- **Assignment**
Whenever a line contains the string "traced", copy it out of the entries.

(Stored data entries)
######

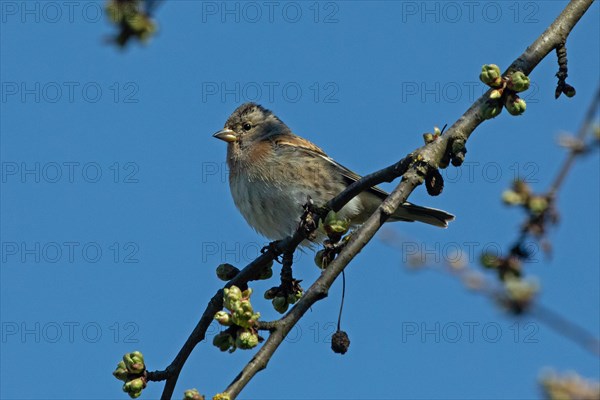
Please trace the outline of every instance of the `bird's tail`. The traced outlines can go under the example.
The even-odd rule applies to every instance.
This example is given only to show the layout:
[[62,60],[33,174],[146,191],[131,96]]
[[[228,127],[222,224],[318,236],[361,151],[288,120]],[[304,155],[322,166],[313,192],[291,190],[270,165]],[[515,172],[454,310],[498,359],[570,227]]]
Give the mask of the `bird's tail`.
[[419,221],[429,225],[447,228],[448,222],[454,219],[454,215],[437,208],[421,207],[405,202],[390,217],[390,221]]

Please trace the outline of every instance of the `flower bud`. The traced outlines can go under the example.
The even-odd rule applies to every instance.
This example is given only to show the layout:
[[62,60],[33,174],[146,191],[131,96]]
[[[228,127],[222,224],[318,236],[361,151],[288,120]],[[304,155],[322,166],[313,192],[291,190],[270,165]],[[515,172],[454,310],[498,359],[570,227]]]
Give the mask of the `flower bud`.
[[204,400],[198,389],[188,389],[183,393],[183,400]]
[[117,364],[117,368],[113,371],[112,374],[118,380],[126,382],[127,381],[127,375],[129,374],[129,372],[127,371],[127,367],[125,366],[125,362],[124,361],[119,361],[119,363]]
[[510,113],[510,115],[521,115],[527,108],[527,103],[525,103],[525,100],[517,95],[507,96],[506,100],[504,101],[504,105],[506,106],[506,110]]
[[494,89],[490,92],[490,99],[492,100],[496,100],[499,99],[500,97],[502,97],[502,89]]
[[223,289],[223,305],[225,308],[233,311],[239,308],[239,303],[242,300],[242,291],[237,286]]
[[508,82],[506,83],[506,87],[510,90],[514,90],[515,92],[523,92],[529,89],[530,85],[529,77],[522,73],[521,71],[515,71],[508,77]]
[[507,278],[504,282],[504,289],[506,298],[515,311],[522,311],[534,300],[540,285],[534,279]]
[[140,397],[142,390],[146,387],[146,381],[144,378],[136,378],[125,382],[123,385],[123,391],[129,395],[132,399]]
[[548,208],[548,200],[543,196],[533,196],[529,199],[527,208],[529,208],[533,214],[539,215]]
[[502,104],[496,100],[488,100],[481,109],[481,117],[483,119],[496,118],[502,112]]
[[265,292],[265,300],[273,300],[279,293],[279,287],[275,286]]
[[348,218],[340,217],[334,211],[329,211],[325,217],[325,221],[323,221],[325,233],[329,236],[336,237],[337,240],[339,240],[344,233],[348,232],[348,228],[350,228],[350,220]]
[[146,369],[144,365],[144,356],[139,351],[127,353],[123,356],[123,362],[127,371],[131,374],[141,374]]
[[500,266],[500,264],[502,263],[502,260],[500,258],[498,258],[498,256],[496,256],[495,254],[483,253],[483,254],[481,254],[481,256],[479,258],[479,262],[485,268],[493,269],[493,268],[498,268]]
[[215,320],[223,326],[231,325],[231,314],[225,311],[219,311],[215,314]]
[[213,396],[212,400],[231,400],[231,396],[227,393],[217,393]]
[[516,206],[525,203],[523,196],[514,190],[505,190],[502,192],[502,201],[510,206]]
[[327,264],[328,262],[325,259],[325,250],[317,251],[317,254],[315,254],[315,265],[320,269],[325,269],[327,268]]
[[235,344],[231,335],[227,332],[221,332],[213,338],[213,345],[221,351],[227,351]]
[[220,264],[217,267],[217,277],[222,281],[230,281],[240,272],[239,269],[231,264]]
[[496,64],[486,64],[481,67],[481,74],[479,74],[481,82],[491,87],[502,86],[502,74],[500,68]]
[[240,330],[235,339],[235,346],[242,350],[249,350],[258,345],[258,335],[250,330]]
[[433,136],[431,133],[424,133],[423,140],[425,140],[425,144],[431,143],[435,140],[435,136]]
[[277,311],[279,314],[285,313],[288,309],[287,298],[283,296],[275,297],[272,301],[272,304],[275,311]]

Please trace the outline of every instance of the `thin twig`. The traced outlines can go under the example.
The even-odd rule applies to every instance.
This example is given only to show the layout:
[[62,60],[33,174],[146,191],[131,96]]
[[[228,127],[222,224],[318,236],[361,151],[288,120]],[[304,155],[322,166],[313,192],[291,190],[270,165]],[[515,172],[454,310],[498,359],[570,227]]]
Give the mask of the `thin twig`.
[[[585,139],[585,135],[587,134],[588,129],[590,128],[590,124],[592,123],[592,121],[594,120],[594,116],[598,112],[599,105],[600,105],[600,88],[598,88],[598,93],[596,94],[596,97],[594,97],[594,99],[592,100],[592,102],[590,104],[590,108],[588,109],[587,113],[585,114],[583,123],[581,124],[581,127],[579,128],[579,132],[577,132],[577,136],[576,136],[577,139],[580,139],[580,140]],[[558,172],[558,175],[554,179],[552,186],[550,186],[550,190],[548,191],[548,196],[550,198],[556,197],[556,194],[557,194],[558,190],[560,189],[561,185],[563,184],[571,167],[573,166],[575,159],[580,154],[581,154],[581,152],[579,152],[576,148],[571,149],[571,151],[569,152],[569,155],[567,156],[567,159],[565,160],[565,162],[562,165],[562,168],[560,169],[560,171]]]

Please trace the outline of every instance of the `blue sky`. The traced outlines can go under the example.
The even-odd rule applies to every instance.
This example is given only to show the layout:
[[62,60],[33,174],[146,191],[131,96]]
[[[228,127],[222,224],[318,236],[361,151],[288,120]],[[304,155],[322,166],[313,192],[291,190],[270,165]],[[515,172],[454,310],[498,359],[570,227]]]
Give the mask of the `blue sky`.
[[[172,1],[151,43],[121,52],[103,42],[113,29],[101,3],[0,2],[0,397],[124,399],[111,376],[123,353],[168,365],[221,285],[215,267],[243,266],[266,243],[235,209],[225,146],[211,137],[240,103],[263,104],[342,164],[372,172],[455,121],[484,90],[481,65],[508,66],[565,4]],[[454,213],[450,228],[389,225],[397,246],[379,234],[347,269],[349,352],[327,342],[336,282],[242,398],[523,399],[539,398],[546,366],[599,378],[597,357],[448,274],[408,271],[401,251],[444,259],[470,246],[473,262],[482,249],[506,251],[523,215],[501,192],[515,175],[548,187],[565,157],[557,136],[579,128],[598,88],[598,14],[596,3],[568,42],[576,97],[554,100],[548,57],[531,75],[527,112],[477,129],[466,164],[443,172],[441,196],[411,196]],[[553,256],[527,266],[540,301],[596,336],[598,171],[597,152],[577,161]],[[307,286],[319,274],[312,258],[296,262]],[[273,284],[255,286],[265,319],[276,317],[260,300]],[[222,391],[252,357],[220,353],[216,332],[190,357],[176,398]]]

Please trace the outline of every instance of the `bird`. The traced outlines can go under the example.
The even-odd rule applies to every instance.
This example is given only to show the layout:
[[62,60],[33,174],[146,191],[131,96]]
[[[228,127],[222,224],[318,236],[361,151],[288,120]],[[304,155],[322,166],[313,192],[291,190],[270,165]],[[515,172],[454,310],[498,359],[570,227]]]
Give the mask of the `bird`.
[[[235,206],[254,230],[270,240],[294,234],[308,199],[324,206],[361,178],[253,102],[239,106],[213,137],[227,143]],[[350,200],[338,218],[358,226],[387,196],[379,187],[371,187]],[[404,202],[388,221],[419,221],[445,228],[453,219],[446,211]],[[326,238],[324,233],[317,236],[314,242]]]

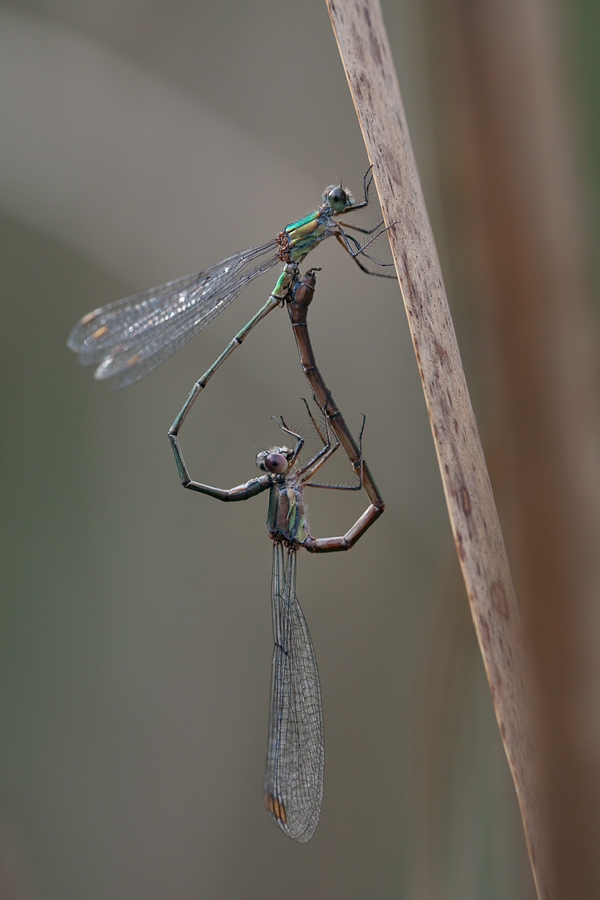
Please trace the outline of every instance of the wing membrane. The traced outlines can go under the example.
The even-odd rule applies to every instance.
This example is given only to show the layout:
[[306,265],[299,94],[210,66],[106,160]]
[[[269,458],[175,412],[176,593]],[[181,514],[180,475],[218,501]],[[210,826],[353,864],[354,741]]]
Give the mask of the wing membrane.
[[289,837],[313,836],[323,799],[323,709],[312,641],[296,596],[296,553],[273,547],[273,667],[265,802]]
[[[95,377],[113,387],[138,381],[193,338],[238,294],[279,262],[274,240],[242,250],[209,269],[125,297],[88,313],[67,342]],[[249,268],[259,257],[262,262]]]

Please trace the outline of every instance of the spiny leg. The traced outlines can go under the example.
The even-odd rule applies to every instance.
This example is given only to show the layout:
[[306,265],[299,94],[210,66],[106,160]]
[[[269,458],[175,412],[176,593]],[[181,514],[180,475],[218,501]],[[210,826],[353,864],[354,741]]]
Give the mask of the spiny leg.
[[333,456],[339,446],[340,442],[336,438],[335,444],[326,444],[322,447],[305,466],[296,472],[296,477],[300,483],[305,484],[306,478],[312,478],[315,472],[317,472],[321,466]]
[[[327,445],[327,444],[331,443],[330,440],[329,440],[329,434],[327,435],[327,437],[323,437],[323,434],[321,433],[321,429],[320,429],[320,427],[319,427],[319,424],[318,424],[317,420],[315,419],[315,417],[313,416],[313,414],[312,414],[312,412],[311,412],[311,409],[310,409],[310,406],[308,405],[308,403],[306,402],[306,400],[305,400],[304,397],[302,397],[302,402],[304,403],[304,405],[305,405],[305,407],[306,407],[306,412],[307,412],[308,418],[309,418],[310,421],[312,422],[313,428],[315,429],[315,431],[317,432],[317,434],[318,434],[319,437],[321,438],[321,441],[323,442],[323,444]],[[316,403],[316,401],[315,401],[315,403]],[[323,410],[321,409],[321,407],[319,407],[319,409],[320,409],[320,411],[321,411],[321,414],[324,415]],[[328,425],[327,425],[327,418],[325,418],[325,427],[326,427],[327,430],[329,431],[329,428],[328,428]]]
[[[350,209],[353,209],[353,207],[350,207]],[[361,234],[373,234],[374,231],[381,228],[383,219],[380,219],[377,225],[373,225],[372,228],[360,228],[358,225],[351,225],[350,222],[338,222],[337,224],[341,225],[342,228],[351,228],[352,231],[360,231]]]
[[[368,247],[369,244],[372,244],[373,241],[379,237],[379,235],[383,234],[384,231],[388,231],[392,227],[393,227],[392,225],[388,225],[387,228],[383,228],[374,237],[372,237],[370,241],[367,241],[367,243],[362,246],[361,246],[361,244],[359,244],[359,242],[356,240],[355,237],[353,237],[351,234],[346,234],[346,232],[342,228],[340,228],[339,232],[335,234],[335,237],[336,237],[337,241],[341,244],[341,246],[344,248],[346,253],[348,253],[348,255],[354,260],[354,262],[356,263],[356,265],[362,272],[365,272],[365,274],[367,274],[367,275],[376,275],[379,278],[394,278],[394,279],[396,279],[395,274],[387,275],[385,272],[372,272],[370,269],[367,269],[367,267],[365,265],[363,265],[360,262],[360,260],[358,259],[359,256],[365,256],[367,259],[370,259],[371,262],[374,262],[378,266],[384,266],[384,267],[393,266],[394,265],[393,263],[382,263],[378,259],[375,259],[375,257],[370,256],[368,253],[364,252],[365,247]],[[350,242],[352,242],[354,244],[354,246],[356,248],[355,250],[353,250],[352,247],[350,246]]]
[[[306,400],[304,400],[304,398],[302,398],[302,399],[303,399],[304,405],[306,406],[306,409],[308,411],[308,415],[310,416],[310,419],[311,419],[313,425],[315,426],[317,434],[323,441],[324,446],[321,448],[321,450],[319,450],[310,459],[310,461],[305,466],[303,466],[301,469],[299,469],[296,472],[296,478],[300,478],[300,476],[302,476],[306,471],[308,471],[308,469],[313,468],[313,466],[317,462],[317,460],[321,460],[321,462],[319,462],[319,464],[314,468],[314,471],[316,472],[317,469],[320,468],[321,465],[323,465],[323,462],[325,462],[326,459],[329,459],[329,457],[337,450],[337,448],[339,446],[339,441],[336,440],[335,446],[331,447],[331,440],[329,438],[329,426],[328,426],[327,422],[326,422],[327,438],[323,437],[323,435],[321,434],[321,431],[320,431],[319,427],[317,426],[317,423],[308,407]],[[300,454],[300,451],[302,450],[302,447],[304,446],[304,438],[301,435],[297,434],[295,431],[292,431],[291,429],[289,429],[287,427],[283,416],[280,416],[279,419],[276,419],[275,416],[272,416],[271,418],[277,424],[277,426],[279,428],[281,428],[281,430],[283,432],[285,432],[286,434],[289,434],[291,437],[294,437],[297,440],[296,447],[294,448],[293,452],[288,457],[288,465],[291,468],[294,465],[294,463],[296,462],[296,459],[298,458],[298,455]]]
[[[306,407],[306,411],[307,411],[307,413],[308,413],[308,416],[309,416],[309,418],[310,418],[312,424],[314,425],[315,431],[317,432],[317,434],[319,435],[319,437],[320,437],[321,440],[323,441],[323,447],[322,447],[317,453],[315,453],[315,455],[314,455],[314,456],[306,463],[305,466],[302,466],[302,468],[301,468],[301,469],[298,469],[298,471],[296,472],[296,478],[297,478],[302,484],[304,484],[306,478],[312,478],[312,476],[314,475],[314,473],[315,473],[318,469],[320,469],[321,466],[322,466],[325,462],[327,462],[327,460],[328,460],[331,456],[333,456],[333,454],[335,453],[335,451],[336,451],[336,450],[338,449],[338,447],[340,446],[340,442],[339,442],[338,439],[336,438],[335,444],[332,445],[332,443],[331,443],[331,435],[330,435],[330,431],[329,431],[329,421],[328,421],[327,415],[326,415],[325,411],[322,409],[322,407],[319,406],[319,409],[321,410],[321,412],[322,412],[323,415],[325,416],[325,428],[326,428],[326,435],[325,435],[325,437],[321,434],[321,429],[320,429],[319,426],[317,425],[317,422],[316,422],[316,420],[315,420],[315,418],[314,418],[312,412],[310,411],[310,407],[309,407],[308,403],[306,402],[306,400],[304,399],[304,397],[302,398],[302,400],[303,400],[304,405],[305,405],[305,407]],[[317,403],[316,399],[315,399],[315,403]],[[317,404],[317,406],[318,406],[318,405],[319,405],[319,404]]]
[[365,195],[365,199],[362,203],[357,203],[355,206],[349,206],[348,209],[344,210],[344,212],[354,212],[356,209],[364,209],[365,206],[369,205],[369,191],[371,190],[371,185],[373,184],[373,164],[369,166],[367,171],[365,172],[365,177],[363,178],[363,192]]
[[295,431],[291,431],[287,427],[287,425],[283,421],[283,416],[279,416],[279,419],[276,419],[275,416],[271,416],[271,418],[273,419],[273,421],[275,422],[277,427],[281,428],[281,430],[283,432],[285,432],[285,434],[289,434],[290,437],[296,438],[296,446],[294,447],[291,455],[288,458],[288,464],[289,464],[289,467],[291,468],[291,466],[293,466],[294,463],[296,462],[296,460],[298,459],[298,454],[304,447],[304,438],[301,435],[296,434]]
[[[323,462],[320,462],[319,465],[316,466],[312,471],[308,472],[306,474],[305,478],[301,479],[304,487],[324,488],[325,490],[329,490],[329,491],[360,491],[360,490],[362,490],[363,468],[364,468],[362,439],[363,439],[363,432],[365,430],[365,422],[366,421],[367,421],[367,417],[363,415],[362,428],[360,429],[360,434],[358,436],[358,447],[360,450],[360,468],[359,468],[359,473],[358,473],[358,484],[320,484],[319,482],[307,481],[308,478],[313,477],[313,475],[315,474],[317,469],[319,469],[323,465],[323,462],[326,461],[326,460],[323,460]],[[337,441],[337,439],[336,439],[336,444],[335,444],[334,450],[337,450],[338,447],[339,447],[339,441]],[[327,457],[327,459],[328,458],[329,457]],[[305,468],[308,468],[308,466],[306,466]]]

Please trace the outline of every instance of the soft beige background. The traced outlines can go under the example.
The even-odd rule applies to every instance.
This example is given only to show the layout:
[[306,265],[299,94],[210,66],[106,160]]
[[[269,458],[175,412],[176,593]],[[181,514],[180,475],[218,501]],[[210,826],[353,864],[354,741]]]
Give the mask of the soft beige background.
[[[384,3],[445,259],[421,12]],[[324,3],[2,5],[0,123],[0,896],[433,900],[433,864],[440,900],[527,896],[398,287],[334,242],[310,259],[317,358],[351,427],[367,414],[388,505],[351,553],[299,559],[326,723],[307,846],[262,807],[266,499],[182,491],[166,438],[274,276],[123,393],[65,346],[93,307],[268,239],[332,181],[360,191],[368,163]],[[273,313],[186,424],[192,475],[253,477],[256,449],[278,440],[271,415],[310,435],[306,395]],[[366,501],[309,504],[326,535]]]

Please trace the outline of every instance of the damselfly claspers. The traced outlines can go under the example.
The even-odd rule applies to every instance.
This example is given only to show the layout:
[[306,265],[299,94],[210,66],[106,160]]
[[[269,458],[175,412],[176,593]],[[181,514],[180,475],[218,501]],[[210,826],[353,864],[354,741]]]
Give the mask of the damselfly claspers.
[[[381,233],[377,231],[381,223],[366,229],[337,221],[342,213],[364,209],[368,205],[372,180],[369,169],[364,178],[362,203],[355,203],[350,191],[341,185],[330,185],[323,192],[323,202],[318,209],[286,225],[266,244],[235,253],[195,275],[93,310],[71,331],[68,346],[78,354],[83,365],[97,366],[96,378],[112,377],[113,387],[127,387],[172,356],[259,275],[281,262],[302,262],[311,250],[331,236],[339,241],[363,272],[394,278],[370,271],[358,258],[362,256],[378,262],[365,252],[365,248]],[[361,246],[355,237],[346,234],[344,228],[366,235],[377,234]],[[202,376],[203,386],[254,326],[276,306],[284,305],[286,279],[284,269],[267,302]]]

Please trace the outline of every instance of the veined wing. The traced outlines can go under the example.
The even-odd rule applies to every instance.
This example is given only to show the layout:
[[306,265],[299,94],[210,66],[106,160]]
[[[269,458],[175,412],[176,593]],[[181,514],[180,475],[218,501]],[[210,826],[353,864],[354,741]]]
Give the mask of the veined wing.
[[[249,268],[259,257],[262,262]],[[67,345],[113,387],[138,381],[214,319],[244,288],[277,265],[277,242],[242,250],[209,269],[109,303],[84,316]]]
[[313,836],[323,799],[323,709],[308,626],[296,596],[296,553],[273,547],[273,668],[265,803],[301,844]]

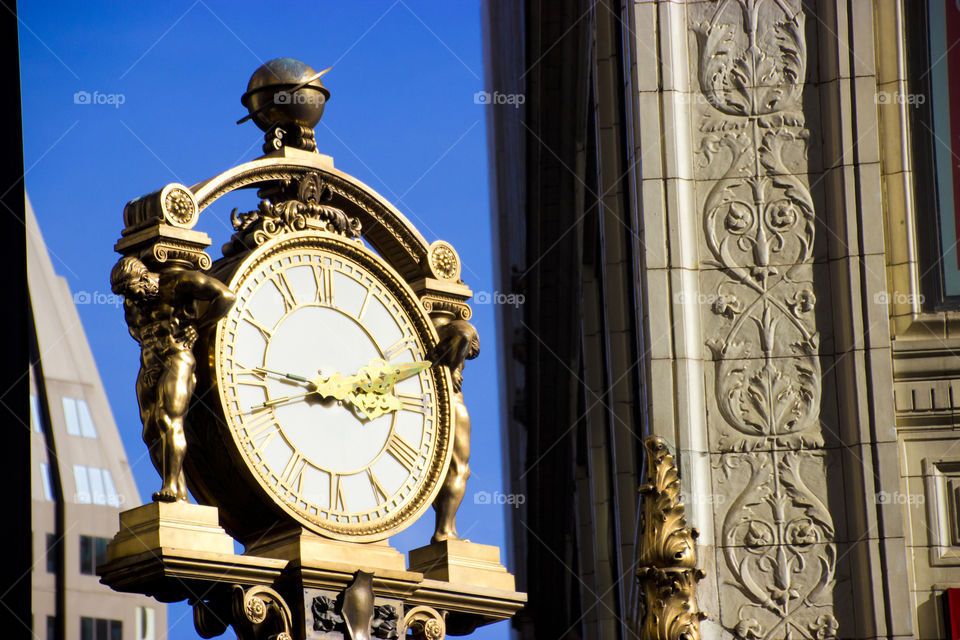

######

- **Task response**
Please trace the outline of every instance of the `bird's tail`. The traced outlines can go under the example.
Please trace the outline of every instance of the `flower bud`. The traced outlines can go under the example.
Please trace the outline of every instance of the `thin twig`. The traced outlines can go under the example.
Please trace the outline of every instance of the `blue sky`. The traced outlines can go under the example.
Please trace the outline of every instance of the `bird`. The traced outlines can go under the example.
Please trace the outline of every instance of the wing membrane. The traced outlines can go under the example.
Please trace the outline of every instance of the spiny leg. The traced outlines can go under the example.
Please trace the outline of every instance of the soft beige background. The traced outlines can go under the example.
Please trace the outline of every instance of the damselfly claspers. The traced outlines can go under the example.
Please trace the outline of every instance of the veined wing. The traced outlines can go under the example.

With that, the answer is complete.